Trecho do texto -

******************************

A crise dos refugiados venezuelanos anda sumida da mídia, um reflexo da diminuição das tensões na fronteira. Mas a sociedade brasileira e as autoridades federais não devem se deixar enganar: longe das manchetes, a onda migratória persiste.
Em média, 500 venezuelanos entram diariamente no país. Eles já são 254.769, segundo os dados mais recentes da Operação Acolhida, conduzida pelas Forças Armadas e por agências das Nações Unidas.
Ainda estamos aprendendo a lidar com uma crise humanitária sem precedentes em nossa história. Os refugiados precisam de apoio permanente. Cerca de 6.500 vivem nos 11 abrigos de Boa Vista e nos 2 de Pacaraima, em Roraima. Integrá-los não é tarefa trivial, considerando-se que os serviços públicos são insuficientes e o desemprego alcança mais de 12% da população economicamente ativa.
Mas é necessário ter espírito solidário. No centro da crise, Boa Vista está no limite de sua contribuição. A capital é hoje o destino definitivo de 40% desses venezuelanos. Nos últimos três anos, a cidade de 375 mil habitantes ganhou, subitamente, outros 50 mil moradores. Boa Vista tem o menor orçamento entre as capitais do país. A economia local quase não gera empregos, a ajuda federal é pequena e os recursos emergenciais para a crise dos refugiados são dirigidos exclusivamente à população dos abrigos.
Quem adoece num abrigo é encaminhado a uma Unidade Básica de Saúde, e ali é tratado com recursos da prefeitura. Fizemos 132.992 atendimentos a venezuelanos no primeiro semestre, 24% dos serviços das UBSs. Essa demanda desequilibrou a rede de saúde do município, abalada também pela perda de profissionais do programa Mais Médicos.

******************************

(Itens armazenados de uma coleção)
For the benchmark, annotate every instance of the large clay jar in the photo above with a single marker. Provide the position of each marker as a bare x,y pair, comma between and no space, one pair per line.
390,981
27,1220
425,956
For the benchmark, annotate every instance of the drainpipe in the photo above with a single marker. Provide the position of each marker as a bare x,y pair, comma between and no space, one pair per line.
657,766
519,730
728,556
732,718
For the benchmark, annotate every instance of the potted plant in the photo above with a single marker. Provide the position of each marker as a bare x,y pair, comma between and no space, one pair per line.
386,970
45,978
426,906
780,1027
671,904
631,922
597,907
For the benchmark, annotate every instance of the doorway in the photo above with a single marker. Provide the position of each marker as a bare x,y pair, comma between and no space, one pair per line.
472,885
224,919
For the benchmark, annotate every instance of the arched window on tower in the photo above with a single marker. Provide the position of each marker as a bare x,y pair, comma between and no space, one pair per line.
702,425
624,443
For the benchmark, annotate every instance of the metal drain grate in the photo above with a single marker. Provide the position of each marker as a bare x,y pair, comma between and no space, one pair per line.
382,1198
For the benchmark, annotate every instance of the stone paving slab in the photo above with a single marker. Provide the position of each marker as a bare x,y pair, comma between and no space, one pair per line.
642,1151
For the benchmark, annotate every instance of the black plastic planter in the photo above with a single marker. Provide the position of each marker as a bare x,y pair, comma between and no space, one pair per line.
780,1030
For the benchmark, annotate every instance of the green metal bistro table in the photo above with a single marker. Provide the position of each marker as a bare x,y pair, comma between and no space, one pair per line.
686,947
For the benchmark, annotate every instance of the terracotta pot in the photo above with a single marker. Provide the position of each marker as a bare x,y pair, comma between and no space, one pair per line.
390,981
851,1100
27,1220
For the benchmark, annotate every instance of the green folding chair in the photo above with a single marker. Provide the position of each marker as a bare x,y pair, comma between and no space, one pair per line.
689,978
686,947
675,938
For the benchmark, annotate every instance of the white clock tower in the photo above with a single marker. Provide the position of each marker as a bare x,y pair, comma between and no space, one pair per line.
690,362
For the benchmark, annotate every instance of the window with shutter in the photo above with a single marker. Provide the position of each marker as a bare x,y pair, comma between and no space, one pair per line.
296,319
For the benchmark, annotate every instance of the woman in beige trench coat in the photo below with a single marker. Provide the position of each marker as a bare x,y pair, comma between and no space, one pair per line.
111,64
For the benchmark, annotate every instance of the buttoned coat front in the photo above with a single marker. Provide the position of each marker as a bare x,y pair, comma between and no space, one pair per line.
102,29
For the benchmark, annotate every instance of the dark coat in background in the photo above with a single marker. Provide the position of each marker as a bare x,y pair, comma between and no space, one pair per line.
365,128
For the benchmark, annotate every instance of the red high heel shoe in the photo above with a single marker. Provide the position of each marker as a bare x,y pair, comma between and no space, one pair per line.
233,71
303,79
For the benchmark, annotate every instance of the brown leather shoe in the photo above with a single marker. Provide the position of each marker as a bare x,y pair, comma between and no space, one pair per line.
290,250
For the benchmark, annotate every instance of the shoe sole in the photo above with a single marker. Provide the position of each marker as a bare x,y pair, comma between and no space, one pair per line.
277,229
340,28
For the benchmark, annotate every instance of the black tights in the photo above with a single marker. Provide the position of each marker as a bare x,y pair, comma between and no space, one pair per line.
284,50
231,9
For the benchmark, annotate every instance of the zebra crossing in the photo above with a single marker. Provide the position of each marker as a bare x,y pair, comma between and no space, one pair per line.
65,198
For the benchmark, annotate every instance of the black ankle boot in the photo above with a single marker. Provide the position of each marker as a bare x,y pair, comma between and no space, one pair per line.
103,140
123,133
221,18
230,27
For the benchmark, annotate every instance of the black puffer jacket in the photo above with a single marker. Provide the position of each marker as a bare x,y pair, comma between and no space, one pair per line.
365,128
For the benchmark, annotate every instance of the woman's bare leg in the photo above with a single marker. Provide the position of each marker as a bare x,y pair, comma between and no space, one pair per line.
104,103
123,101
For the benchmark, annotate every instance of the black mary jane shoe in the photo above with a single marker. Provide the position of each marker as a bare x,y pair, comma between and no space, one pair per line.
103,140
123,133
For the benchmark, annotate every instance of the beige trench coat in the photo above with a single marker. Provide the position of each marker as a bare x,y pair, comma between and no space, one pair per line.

******************************

O que se pede -
1) Imprima a parte do texto sobre os refugiados venezuelanos que fica entre "Em média, 500" e "população economicamente ativa.", inclusive.
2) Prossiga com o texto sobre os refugiados venezuelanos a partir do ponto em que ele termina.

Resultados esperados -
1)
Em média, 500 venezuelanos entram diariamente no país. Eles já são 254.769, segundo os dados mais recentes da Operação Acolhida, conduzida pelas Forças Armadas e por agências das Nações Unidas.
Ainda estamos aprendendo a lidar com uma crise humanitária sem precedentes em nossa história. Os refugiados precisam de apoio permanente. Cerca de 6.500 vivem nos 11 abrigos de Boa Vista e nos 2 de Pacaraima, em Roraima. Integrá-los não é tarefa trivial, considerando-se que os serviços públicos são insuficientes e o desemprego alcança mais de 12% da população economicamente ativa.

2)
A pressão é grande sobre todos os serviços. O Unicef calcula que 9.600 crianças refugiadas estejam em situação vulnerável --e grande parte recorre ao sistema de assistência de Boa Vista. Nas escolas municipais, mais de 10% dos 41.819 alunos são venezuelanos.
De acordo com a legislação, os refugiados são recebidos como cidadãos brasileiros, com os mesmos direitos e responsabilidades. Boa Vista tem respondido com espírito cosmopolita. Nosso desafio será levado a debate na Itália, ainda neste mês, no fórum da Moving Minds Alliance, que reúne as fundações Open Society, Bernard Van Leer, Lego, MacArthur, Jacobs, Vitol, Comic Relief, ELMA Philanthropies e Porticus. Essa aliança busca desenvolver soluções para a proteção e o apoio a 22 milhões de crianças e 5 milhões de gestantes no mundo, com prioridade para crises como a da Síria.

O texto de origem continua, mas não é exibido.